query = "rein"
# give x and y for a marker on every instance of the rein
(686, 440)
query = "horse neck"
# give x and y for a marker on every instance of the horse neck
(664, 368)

Objective: Extract all of the data above without altering anything.

Worked solution:
query = "rein"
# give x and y for a marker on every instance of the rein
(686, 440)
query = "horse neck"
# give x and y for a marker on every instance of the horse neck
(664, 368)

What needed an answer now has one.